La Azotea de Javier Pipó
REFORMAR LA CONSTITUCIÓN
Pues de nuevo la clase política
se moviliza nerviosamente, postulando modificar la Constitución. Bueno, unos
cambiar la Constitución y otros cambiar de Constitución. Unos y otros proponen
cambios, aunque la mayoría desconozca para qué y por qué. Como si aquí fuera
más urgente cambiarla que hacer cumplir sus mandatos. Pero una cosa es el
consenso para modificar lo que se debe, lo necesario, conservando la unidad de
los que creen en el sistema que atender las pretensiones de aquellos que lo
desprecian, empeñados en abandonar la democracia parlamentaria y representativa
para llevarnos al totalitarismo nazifascista o comunista o a la ruina y el
hundimiento en el autoritarismo, estúpido y empobrecedor del populismo
bolivariano. Estos, por muy ingobernable que aparezca el Estado, para nada
deben formar parte del bloque constitucionalista, salvo se quiera perder
sensibilidad frente al riesgo de abandonar la libertad. Por eso reclamo un
consenso necesario, como punto de llegada y no de partida, al resultar
innecesario. Y desde luego, proclamar encontrarme entre los que aprecian la
necesidad de reformar la Constitución, pero como forma indubitable de
defenderla. Y sin maquillajes como solución o apaño ante una opinión pública en
situación de hostilidad o de un encrespado problema catalán o vasconavarro. Si
así fuera, de poco serviría incluso en su limitada temporalidad.

▶ _Qué hacer_
• 1. Di si cada afirmación coincide con el artículo sobre la reforma de la Constitución, contestando sí o no y citando las palabras del texto que lo deciden. (a) La mayoría de los que proponen cambios sabe para qué y por qué los propone. (b) Quien escribe se cuenta entre los que ven necesario reformar la Constitución. (c) Los que desprecian el sistema deben formar parte del bloque constitucionalista.
• 2. Sigue escribiendo el artículo de arriba sobre la reforma de la Constitución a partir de su última frase.

▶ _Bloque de datos_
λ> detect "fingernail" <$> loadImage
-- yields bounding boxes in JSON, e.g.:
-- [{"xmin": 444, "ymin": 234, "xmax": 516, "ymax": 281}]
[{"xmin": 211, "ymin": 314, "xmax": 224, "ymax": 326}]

▶ _Respuestas del ejercicio_
• 1.
(a) No: «aunque la mayoría desconozca para qué y por qué».
(b) Sí: «proclamar encontrarme entre los que aprecian la necesidad de reformar la Constitución».
(c) No: «para nada deben formar parte del bloque constitucionalista».

• 2.
Es verdad que las formas, también
las políticas, perdieron su antigua eficacia; que lo que aparecía estable
súbitamente aparece como inestable. Es verdad que estamos declarados en crisis
o al menos así nos confesamos, aunque parezca en vías de solución la económica
pero en agravamiento la crisis política, al ser de valores, de moral social, de
creencia en las instituciones, de hartazgo de partidos políticos protagonistas
indebidos de la vida ciudadana, decidiendo allí donde deben hacerlo aquéllas.
Es verdad la existencia de un Estado débil aunque España nunca tuvo un Estado
sólido y casi se pierde la esperanza de ver cuajar una sociedad civil
organizada. Es decir, parece que los automatismos morales en que estábamos
instalados aparecen como una obsolescencia. Pero no por ello debemos dejar nos
cambien la Constitución, simplemente deberíamos querer reformar la
Constitución.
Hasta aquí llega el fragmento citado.